[Data items]
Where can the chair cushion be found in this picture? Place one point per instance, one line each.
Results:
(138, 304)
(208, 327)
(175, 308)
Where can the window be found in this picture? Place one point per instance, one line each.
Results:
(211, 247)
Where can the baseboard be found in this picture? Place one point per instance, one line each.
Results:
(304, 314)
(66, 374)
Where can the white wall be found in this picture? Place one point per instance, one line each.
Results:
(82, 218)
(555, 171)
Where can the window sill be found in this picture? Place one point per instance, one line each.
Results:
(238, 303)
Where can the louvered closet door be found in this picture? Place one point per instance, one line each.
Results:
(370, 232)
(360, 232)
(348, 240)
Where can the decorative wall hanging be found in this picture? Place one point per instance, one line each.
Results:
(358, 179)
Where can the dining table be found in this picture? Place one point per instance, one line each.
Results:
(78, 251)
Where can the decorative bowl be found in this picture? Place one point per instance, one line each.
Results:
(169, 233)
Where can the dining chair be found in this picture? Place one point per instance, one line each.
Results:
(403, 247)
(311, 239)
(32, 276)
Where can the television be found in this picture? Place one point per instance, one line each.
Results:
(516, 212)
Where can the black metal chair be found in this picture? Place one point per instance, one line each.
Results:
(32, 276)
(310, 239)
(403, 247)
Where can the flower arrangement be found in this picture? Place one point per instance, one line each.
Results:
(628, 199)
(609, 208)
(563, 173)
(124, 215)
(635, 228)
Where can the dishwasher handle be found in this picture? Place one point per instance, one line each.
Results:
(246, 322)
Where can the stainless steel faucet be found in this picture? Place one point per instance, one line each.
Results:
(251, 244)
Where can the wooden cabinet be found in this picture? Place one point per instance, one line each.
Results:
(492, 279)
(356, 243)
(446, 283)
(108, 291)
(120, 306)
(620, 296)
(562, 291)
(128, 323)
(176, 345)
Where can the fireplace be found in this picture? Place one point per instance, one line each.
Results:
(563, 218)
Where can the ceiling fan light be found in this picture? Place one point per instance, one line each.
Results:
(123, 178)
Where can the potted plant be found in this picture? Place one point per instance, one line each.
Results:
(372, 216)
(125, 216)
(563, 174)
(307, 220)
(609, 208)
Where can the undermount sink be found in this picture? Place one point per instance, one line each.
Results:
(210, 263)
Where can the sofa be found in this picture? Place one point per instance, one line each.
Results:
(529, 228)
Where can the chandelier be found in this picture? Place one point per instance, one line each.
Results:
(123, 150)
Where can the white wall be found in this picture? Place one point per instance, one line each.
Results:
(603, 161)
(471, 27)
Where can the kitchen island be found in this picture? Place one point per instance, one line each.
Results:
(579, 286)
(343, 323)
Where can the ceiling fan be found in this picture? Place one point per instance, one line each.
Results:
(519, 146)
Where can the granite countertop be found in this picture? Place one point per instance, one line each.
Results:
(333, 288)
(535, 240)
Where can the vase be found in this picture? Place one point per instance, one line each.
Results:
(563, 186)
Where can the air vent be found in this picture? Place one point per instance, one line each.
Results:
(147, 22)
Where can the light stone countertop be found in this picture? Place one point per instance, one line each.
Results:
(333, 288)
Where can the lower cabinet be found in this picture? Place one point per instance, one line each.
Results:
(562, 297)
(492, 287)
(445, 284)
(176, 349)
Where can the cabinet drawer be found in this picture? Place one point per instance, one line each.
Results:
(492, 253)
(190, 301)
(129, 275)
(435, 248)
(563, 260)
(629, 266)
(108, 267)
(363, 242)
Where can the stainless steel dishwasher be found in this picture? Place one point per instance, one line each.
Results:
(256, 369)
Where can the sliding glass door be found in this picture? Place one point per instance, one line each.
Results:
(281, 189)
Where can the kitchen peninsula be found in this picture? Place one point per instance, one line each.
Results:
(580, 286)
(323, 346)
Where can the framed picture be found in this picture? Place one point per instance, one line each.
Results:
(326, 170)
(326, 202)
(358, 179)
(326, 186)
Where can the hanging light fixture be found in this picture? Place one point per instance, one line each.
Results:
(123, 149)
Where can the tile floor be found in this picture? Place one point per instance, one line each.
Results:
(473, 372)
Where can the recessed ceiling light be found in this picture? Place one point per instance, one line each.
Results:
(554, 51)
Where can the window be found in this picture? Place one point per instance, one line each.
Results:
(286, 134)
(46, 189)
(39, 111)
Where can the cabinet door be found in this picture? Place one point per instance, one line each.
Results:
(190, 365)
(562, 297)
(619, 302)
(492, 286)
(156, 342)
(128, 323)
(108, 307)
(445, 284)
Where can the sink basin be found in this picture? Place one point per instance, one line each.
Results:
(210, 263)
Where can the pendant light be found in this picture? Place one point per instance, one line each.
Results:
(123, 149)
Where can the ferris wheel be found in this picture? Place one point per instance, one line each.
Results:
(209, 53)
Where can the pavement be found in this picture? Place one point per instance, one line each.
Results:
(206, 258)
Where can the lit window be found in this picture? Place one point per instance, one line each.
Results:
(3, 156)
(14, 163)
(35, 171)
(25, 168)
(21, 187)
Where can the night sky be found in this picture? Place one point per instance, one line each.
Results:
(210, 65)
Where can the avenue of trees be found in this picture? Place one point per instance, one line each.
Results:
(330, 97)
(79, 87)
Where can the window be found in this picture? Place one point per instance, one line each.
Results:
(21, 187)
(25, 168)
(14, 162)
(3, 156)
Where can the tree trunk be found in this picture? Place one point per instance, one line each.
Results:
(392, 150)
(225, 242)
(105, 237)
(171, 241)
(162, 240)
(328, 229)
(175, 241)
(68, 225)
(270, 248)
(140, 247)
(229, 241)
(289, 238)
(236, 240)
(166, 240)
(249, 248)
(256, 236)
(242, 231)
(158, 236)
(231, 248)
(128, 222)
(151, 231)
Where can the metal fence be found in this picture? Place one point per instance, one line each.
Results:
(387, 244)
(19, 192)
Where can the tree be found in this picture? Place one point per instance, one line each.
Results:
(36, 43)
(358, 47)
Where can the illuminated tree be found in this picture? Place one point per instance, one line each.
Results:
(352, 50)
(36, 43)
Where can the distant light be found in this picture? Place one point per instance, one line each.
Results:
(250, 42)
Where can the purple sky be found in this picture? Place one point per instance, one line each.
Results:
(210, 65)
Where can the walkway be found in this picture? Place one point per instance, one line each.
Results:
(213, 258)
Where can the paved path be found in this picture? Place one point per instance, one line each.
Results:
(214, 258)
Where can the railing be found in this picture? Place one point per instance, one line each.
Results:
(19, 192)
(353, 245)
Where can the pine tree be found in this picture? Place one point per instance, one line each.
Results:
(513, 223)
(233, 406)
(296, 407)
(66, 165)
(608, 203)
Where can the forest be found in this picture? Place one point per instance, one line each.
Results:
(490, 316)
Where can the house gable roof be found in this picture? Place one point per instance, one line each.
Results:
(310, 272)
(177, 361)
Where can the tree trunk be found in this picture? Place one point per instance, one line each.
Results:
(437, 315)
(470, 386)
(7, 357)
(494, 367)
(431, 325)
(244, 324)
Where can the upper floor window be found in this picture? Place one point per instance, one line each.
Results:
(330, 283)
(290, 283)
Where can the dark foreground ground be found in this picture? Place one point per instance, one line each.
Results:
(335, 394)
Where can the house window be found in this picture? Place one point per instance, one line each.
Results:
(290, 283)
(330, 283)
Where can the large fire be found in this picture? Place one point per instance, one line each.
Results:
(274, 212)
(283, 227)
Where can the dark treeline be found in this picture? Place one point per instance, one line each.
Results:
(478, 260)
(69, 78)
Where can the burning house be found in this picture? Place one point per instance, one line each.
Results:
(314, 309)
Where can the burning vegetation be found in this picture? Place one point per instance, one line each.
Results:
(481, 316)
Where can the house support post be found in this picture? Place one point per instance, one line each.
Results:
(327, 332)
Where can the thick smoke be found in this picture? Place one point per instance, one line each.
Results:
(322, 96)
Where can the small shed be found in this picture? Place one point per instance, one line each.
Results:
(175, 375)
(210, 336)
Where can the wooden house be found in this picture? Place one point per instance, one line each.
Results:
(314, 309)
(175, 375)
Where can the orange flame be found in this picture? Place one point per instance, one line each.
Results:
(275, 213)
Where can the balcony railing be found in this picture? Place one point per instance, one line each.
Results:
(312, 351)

[PROBLEM DETAILS] In the entries above, copy each line that contains the string "ceiling".

[PROBLEM SOLUTION]
Where can the ceiling fan light be found in this picture? Place one point per instance, one line each.
Where can the ceiling fan be found in this picture? Place one point per instance, one line each.
Where can the recessed ceiling light be found in this picture? Place one point per instance, one line each.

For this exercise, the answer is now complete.